◆ Exercise text:
——

Project | Kestrel Computer Project

« Back to project details Sort by:

Not forgotten, I promise!
05/31/2017 at 03:47 • 0 comments

I've started employment, and this has been taking up a significant amount of my free cycles. Apologies for slow progress. I'll probably not be able to spend much time on this project for maybe two more months while I continue my on-boarding/training process.
Might Switch Back to MISC CPU
05/07/2017 at 16:52 • 3 comments

Don't worry; I still want the RISC-V ISA. But when working with such a tiny FPGA family as the iCE40 line-up, I might have to switch to software-emulation to get what I want.
I was curious today, and synthesized a bunch of cores to see what their resource utilizations are like.
SRAM Interface 130 LUTs
Serial Interface Adapter 710 LUTs
KCP53000 CPU + 16-bit bus bridges 5500 LUTs
S16X4A CPU (Kestrel-2) 510 LUTs
If I build out a KCP53000-based computer design, I'll not have any room left on the HX8K FPGA to implement even a tiny boot ROM with. I would need to somehow implement a DMA engine in under 1000 LUTs which simultaneously works with the SIA's quirks as well as serving as an IPL processor for the computer. Not only that, but the computer would have access to exactly one I/O channel.
If I were to somehow expand the S16X4A to 64-bits, dumb expansion and synthesis run gives me a figure of 1500 LUTs. RAM + SIA + S64X CPU is still small enough to let me synthesize an appreciable on-chip ROM for bootstrapping purposes.
Switching to a 64-bit wide variant of the S16X4A CPU and relying on software emulation to provide RISC-V compatibility might be the way forward, at least for these smaller FPGAs.
Project Repository Switching Back to Mono-Repo
05/06/2017 at 20:33 • 0 comments
After spending an appreciable amount of time working with the Kestrel-3's components in a many-repo configuration (e.g., one for CGIA, one for the CPU, and so forth), I feel that juggling all these different components is more trouble than they're worth.

——

According to the Kestrel project log, why might the author move to a 64-bit variant of the S16X4A CPU on the smaller FPGAs? Answer in one to three sentences. The lines after this point are separate material.

——

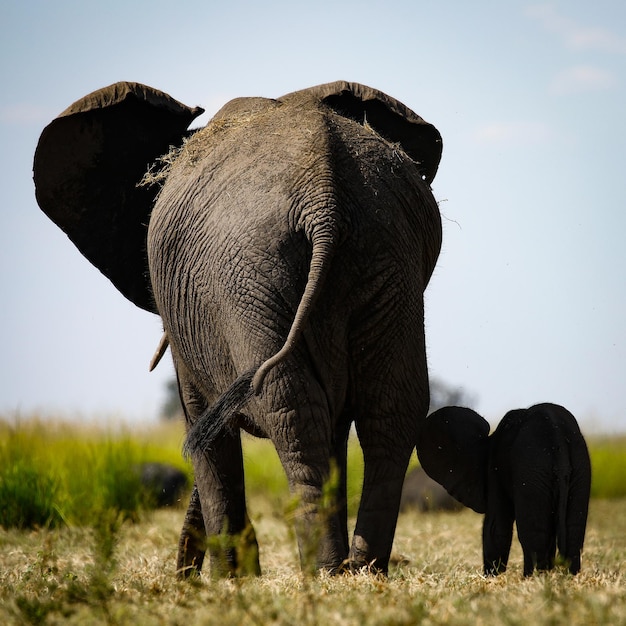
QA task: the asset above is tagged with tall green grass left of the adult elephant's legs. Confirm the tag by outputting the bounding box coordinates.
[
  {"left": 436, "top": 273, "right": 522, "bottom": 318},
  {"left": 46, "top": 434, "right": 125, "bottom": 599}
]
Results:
[{"left": 0, "top": 419, "right": 190, "bottom": 528}]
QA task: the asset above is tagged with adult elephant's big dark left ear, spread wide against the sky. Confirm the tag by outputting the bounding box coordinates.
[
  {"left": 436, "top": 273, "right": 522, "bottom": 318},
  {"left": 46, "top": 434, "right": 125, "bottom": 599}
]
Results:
[{"left": 33, "top": 82, "right": 203, "bottom": 311}]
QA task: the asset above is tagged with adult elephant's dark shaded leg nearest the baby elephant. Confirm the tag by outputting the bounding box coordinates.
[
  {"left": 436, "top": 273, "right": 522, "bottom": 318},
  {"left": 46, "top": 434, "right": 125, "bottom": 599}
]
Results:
[{"left": 349, "top": 336, "right": 428, "bottom": 574}]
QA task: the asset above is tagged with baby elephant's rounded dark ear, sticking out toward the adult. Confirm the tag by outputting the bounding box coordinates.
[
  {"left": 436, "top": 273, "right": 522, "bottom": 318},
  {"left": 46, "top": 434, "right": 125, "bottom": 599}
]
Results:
[{"left": 417, "top": 406, "right": 489, "bottom": 513}]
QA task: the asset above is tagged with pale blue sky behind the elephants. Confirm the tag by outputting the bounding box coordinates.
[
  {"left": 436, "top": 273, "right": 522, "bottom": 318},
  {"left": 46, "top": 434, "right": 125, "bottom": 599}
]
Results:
[{"left": 0, "top": 0, "right": 626, "bottom": 433}]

——

◆ Your response: A KCP53000-based design, with the CPU and 16-bit bus bridges at 5500 LUTs, would leave no room on the HX8K FPGA for even a tiny boot ROM and would give the computer only one I/O channel. A 64-bit expansion of the S16X4A comes to about 1500 LUTs, so RAM, SIA and that CPU together still leave room for an appreciable on-chip bootstrapping ROM, with RISC-V compatibility handled by software emulation.